═══ BRONTEKST

Interstatelijk vertrouwensbeginsel
5. Eiser voert aan dat ten aanzien van Bulgarije niet van het interstatelijk vertrouwensbeginsel kan worden uitgegaan, omdat er sprake is van pushbacks waar ook hij als Dublinclaimant het slachtoffer van zou kunnen worden, en omdat de opvang- en bewaringslocaties in Bulgarije (zeer) ondermaats zijn. Dit maakt dat er volgens eiser sprake is van fundamentele systeemfouten die de bijzonder hoge drempel van zwaarwegendheid in de zin van het arrest Jawo van het Hof van Justitie² bereiken. In dit kader wijst eiser op het arrest ‘X’ van het Hof van Justitie van 29 februari 2024.³ Eiser verwijst in dit kader naar eigen verklaringen uit het aanmeldgehoor en naar de AIDA-rapporten uit maart 2023 (update 2022) en februari 2022 (update 2021). Op de zitting heeft eiser gewezen op het AIDA-rapport (update 2023) van april 2024. Uit deze rapporten blijkt dat er nog steeds sprake is pushbacks en dat de opvangvoorzieningen zijn verslechterd.
6. De staatssecretaris is van mening dat hij nog steeds kan uitgaan van het interstatelijk vertrouwensbeginsel ten aanzien van overdracht aan Bulgarije. In dit kader verwijst de staatssecretaris naar uitspraken van de Afdeling bestuursrechtspraak van de Raad van State (Afdeling) van 16 augustus 2023⁴ en 29 februari 2024⁵ waar al is geoordeeld over de pushbacks, de toegang tot de opvangcentra, detentieomstandigheden en de toegang tot rechtsbijstand.
7. Naar het oordeel van de rechtbank kan de staatssecretaris ten aanzien van Bulgarije nog steeds uitgaan van het interstatelijk vertrouwensbeginsel. De vragen die eiser in deze procedure aan de orde stelt, zijn (inmiddels) door de Afdeling in verschillende uitspraken beantwoord. De Afdeling heeft in de eerdergenoemde uitspraken van 16 augustus 2023 al geoordeeld dat Dublinclaimanten geen reëel risico lopen om slachtoffer te worden van pushbacks na overdracht aan Bulgarije. In de eerdergenoemde uitspraken van 16 augustus 2023 heeft de Afdeling ook geoordeeld dat Dublinclaimanten na overdracht aan Bulgarije in beginsel toegang hebben tot de opvang. De Afdeling heeft zich later, namelijk in de uitspraak van 29 februari 2024, uitgelaten over de opvang- en detentieomstandigheden en de vraag of er aanleiding is om aan te nemen dat er sprake is van fundamentele systeemfouten. Zij oordeelt dat er geen sprake is van fundamentele systeemfouten in Bulgarije. In dit kader neemt de rechtbank verder nog in overweging dat uit het meest recente AIDA-rapport van 18 april 2024 (update 2023) geen wezenlijk ander beeld naar voren komt dan uit eerdere AIDA-rapporten die zijn meegewogen in de eerdergenoemde uitspraak van de Afdeling.

══════
═══ VERZAMELDE REGELS

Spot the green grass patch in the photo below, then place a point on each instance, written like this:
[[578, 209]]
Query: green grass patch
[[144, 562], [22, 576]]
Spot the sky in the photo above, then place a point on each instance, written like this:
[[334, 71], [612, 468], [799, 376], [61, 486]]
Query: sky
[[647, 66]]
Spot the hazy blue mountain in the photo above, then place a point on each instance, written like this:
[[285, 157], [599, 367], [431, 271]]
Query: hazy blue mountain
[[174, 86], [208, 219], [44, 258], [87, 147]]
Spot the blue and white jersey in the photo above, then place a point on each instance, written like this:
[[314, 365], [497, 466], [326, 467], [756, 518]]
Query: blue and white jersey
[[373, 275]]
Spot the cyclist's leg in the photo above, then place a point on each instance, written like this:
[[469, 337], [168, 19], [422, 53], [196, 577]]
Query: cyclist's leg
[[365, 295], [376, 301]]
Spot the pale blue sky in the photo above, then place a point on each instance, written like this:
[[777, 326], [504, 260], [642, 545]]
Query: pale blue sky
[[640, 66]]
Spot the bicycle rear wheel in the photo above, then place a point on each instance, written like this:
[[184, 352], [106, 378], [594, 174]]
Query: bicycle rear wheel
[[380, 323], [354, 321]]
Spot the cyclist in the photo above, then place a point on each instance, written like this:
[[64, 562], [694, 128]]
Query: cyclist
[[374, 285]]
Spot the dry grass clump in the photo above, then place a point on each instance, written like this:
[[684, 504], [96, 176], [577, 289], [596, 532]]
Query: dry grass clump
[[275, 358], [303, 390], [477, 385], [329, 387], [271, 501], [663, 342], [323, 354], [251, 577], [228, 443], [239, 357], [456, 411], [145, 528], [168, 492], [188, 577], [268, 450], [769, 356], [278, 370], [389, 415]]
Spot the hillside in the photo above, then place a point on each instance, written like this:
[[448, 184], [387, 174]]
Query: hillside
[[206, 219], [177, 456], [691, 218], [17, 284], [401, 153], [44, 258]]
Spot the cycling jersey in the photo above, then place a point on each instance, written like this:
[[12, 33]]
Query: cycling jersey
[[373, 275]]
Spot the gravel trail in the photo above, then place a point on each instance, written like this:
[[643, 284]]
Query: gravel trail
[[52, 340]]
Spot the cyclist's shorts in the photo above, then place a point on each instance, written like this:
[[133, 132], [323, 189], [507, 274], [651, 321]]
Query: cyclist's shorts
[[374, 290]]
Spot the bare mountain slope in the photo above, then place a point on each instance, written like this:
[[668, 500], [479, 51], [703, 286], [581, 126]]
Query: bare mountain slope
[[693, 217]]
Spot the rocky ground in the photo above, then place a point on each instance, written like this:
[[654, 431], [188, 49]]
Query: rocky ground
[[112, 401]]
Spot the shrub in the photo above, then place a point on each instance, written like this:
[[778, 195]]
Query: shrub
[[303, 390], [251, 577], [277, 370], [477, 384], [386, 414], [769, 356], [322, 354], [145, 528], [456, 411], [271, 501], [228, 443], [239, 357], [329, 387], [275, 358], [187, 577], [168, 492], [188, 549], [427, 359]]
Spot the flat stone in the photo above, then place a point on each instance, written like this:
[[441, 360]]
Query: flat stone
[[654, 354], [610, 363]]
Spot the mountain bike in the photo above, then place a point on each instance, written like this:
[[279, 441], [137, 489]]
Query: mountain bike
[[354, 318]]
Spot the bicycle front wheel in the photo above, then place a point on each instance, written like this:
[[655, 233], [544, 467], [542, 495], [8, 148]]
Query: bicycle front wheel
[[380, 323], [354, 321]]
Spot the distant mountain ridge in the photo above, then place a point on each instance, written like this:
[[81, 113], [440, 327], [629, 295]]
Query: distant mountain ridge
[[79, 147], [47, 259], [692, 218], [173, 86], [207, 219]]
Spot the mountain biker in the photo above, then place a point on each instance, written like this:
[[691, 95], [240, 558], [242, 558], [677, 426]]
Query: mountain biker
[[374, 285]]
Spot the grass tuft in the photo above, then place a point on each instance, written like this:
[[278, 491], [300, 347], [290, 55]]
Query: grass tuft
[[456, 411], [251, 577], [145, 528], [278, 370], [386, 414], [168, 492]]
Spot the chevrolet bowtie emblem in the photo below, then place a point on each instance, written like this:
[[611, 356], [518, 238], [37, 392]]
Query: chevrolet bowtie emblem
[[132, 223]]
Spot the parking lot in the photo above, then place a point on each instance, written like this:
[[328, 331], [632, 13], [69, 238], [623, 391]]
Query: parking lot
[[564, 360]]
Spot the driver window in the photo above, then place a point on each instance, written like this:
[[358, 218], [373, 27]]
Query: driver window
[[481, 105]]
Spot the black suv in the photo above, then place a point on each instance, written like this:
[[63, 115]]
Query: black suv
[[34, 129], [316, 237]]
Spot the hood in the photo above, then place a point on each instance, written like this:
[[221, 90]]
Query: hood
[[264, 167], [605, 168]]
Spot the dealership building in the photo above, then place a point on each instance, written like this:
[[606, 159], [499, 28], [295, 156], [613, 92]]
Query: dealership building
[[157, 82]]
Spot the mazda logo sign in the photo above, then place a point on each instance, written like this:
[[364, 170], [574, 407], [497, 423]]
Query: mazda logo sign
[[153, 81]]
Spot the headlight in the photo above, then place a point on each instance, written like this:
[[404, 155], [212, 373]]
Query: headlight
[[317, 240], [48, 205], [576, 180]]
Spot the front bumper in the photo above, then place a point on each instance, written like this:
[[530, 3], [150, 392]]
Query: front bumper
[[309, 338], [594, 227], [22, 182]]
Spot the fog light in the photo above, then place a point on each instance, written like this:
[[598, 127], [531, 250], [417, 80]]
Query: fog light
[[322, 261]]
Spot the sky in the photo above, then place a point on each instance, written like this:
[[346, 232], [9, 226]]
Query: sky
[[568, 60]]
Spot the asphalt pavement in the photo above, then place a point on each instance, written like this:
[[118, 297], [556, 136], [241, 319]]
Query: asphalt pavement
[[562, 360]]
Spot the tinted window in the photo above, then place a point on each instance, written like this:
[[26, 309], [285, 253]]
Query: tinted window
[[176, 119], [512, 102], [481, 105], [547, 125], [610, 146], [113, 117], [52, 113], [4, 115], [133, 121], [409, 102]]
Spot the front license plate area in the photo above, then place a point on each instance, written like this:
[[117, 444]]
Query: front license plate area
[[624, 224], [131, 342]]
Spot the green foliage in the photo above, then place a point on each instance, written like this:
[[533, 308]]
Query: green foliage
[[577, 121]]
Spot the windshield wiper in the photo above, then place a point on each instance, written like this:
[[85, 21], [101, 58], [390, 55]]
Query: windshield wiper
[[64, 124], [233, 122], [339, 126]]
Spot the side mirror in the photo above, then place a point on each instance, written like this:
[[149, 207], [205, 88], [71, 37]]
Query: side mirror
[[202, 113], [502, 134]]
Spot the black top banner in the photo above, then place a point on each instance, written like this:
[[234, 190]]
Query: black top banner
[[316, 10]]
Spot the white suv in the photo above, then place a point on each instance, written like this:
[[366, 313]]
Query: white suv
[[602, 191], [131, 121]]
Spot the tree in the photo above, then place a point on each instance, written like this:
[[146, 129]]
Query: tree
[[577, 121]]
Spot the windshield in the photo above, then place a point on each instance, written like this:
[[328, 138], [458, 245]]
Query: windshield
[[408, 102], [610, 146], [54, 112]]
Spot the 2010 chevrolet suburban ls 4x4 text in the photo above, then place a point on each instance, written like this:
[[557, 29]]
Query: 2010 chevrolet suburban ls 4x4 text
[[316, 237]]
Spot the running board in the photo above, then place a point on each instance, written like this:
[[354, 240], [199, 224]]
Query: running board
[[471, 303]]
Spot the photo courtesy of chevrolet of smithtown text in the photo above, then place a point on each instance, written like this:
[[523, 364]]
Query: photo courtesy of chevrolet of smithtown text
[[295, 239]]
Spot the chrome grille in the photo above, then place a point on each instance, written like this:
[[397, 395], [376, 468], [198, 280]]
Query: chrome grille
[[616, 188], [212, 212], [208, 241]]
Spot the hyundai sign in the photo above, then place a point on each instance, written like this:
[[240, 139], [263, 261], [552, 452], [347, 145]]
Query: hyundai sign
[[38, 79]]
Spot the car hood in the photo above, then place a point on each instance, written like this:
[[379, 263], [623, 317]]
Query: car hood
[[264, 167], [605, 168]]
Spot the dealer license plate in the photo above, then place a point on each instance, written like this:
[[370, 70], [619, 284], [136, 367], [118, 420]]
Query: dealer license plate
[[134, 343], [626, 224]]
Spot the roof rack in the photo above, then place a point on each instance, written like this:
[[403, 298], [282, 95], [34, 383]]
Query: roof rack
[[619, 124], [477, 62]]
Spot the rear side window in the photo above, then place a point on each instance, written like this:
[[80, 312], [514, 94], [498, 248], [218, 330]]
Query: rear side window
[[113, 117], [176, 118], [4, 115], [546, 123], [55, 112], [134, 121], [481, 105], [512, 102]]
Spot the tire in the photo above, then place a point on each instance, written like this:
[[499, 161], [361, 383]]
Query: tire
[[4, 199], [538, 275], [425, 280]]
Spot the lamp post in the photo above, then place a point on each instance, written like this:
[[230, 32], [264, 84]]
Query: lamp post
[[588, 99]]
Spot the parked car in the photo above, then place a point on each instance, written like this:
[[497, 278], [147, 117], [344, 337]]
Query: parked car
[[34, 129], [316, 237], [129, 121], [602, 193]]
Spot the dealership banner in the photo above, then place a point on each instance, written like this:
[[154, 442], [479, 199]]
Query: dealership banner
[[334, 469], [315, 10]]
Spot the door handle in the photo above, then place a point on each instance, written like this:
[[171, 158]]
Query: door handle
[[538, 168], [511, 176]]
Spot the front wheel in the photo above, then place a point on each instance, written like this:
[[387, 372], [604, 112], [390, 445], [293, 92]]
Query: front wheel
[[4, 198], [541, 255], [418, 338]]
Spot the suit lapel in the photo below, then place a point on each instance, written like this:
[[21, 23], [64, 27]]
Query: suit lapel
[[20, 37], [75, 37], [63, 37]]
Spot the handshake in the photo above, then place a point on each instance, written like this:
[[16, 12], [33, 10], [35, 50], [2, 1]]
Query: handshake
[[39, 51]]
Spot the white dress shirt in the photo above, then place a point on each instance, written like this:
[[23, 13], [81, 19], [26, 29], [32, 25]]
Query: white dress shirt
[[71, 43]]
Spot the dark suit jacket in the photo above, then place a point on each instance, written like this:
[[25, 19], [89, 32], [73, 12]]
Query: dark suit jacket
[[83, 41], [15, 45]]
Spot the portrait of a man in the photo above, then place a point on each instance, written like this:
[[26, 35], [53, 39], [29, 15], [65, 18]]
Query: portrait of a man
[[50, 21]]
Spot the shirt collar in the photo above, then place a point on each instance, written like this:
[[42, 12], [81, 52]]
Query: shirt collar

══════

▸ OPDRACHTEN
a) Beantwoord met behulp van de brontekst:
(i) Naar welk arrest van het Hof van Justitie verwijst eiser voor de bijzonder hoge drempel van zwaarwegendheid?
(ii) Van welke data zijn de uitspraken van de Afdeling waarnaar de staatssecretaris verwijst?
(iii) Van welke datum is het meest recente AIDA-rapport dat de rechtbank meeweegt?
b) Geef per bewering aan of die klopt met de brontekst, en citeer de woorden waaruit dat blijkt.
(i) Volgens de Afdeling lopen Dublinclaimanten na overdracht aan Bulgarije een reëel risico op pushbacks.
(ii) Eiser beroept zich onder meer op zijn eigen verklaringen uit het aanmeldgehoor.
(iii) In de uitspraak van 29 februari 2024 oordeelt de Afdeling dat er in Bulgarije sprake is van fundamentele systeemfouten.
De regels staan los van de brontekst.

▸ ANTWOORDEN
a)
(i) Het arrest Jawo.
(ii) 16 augustus 2023 en 29 februari 2024.
(iii) 18 april 2024.

b)
(i) Nee: "Dublinclaimanten geen reëel risico lopen om slachtoffer te worden van pushbacks na overdracht aan Bulgarije"
(ii) Ja: "Eiser verwijst in dit kader naar eigen verklaringen uit het aanmeldgehoor"
(iii) Nee: "Zij oordeelt dat er geen sprake is van fundamentele systeemfouten in Bulgarije."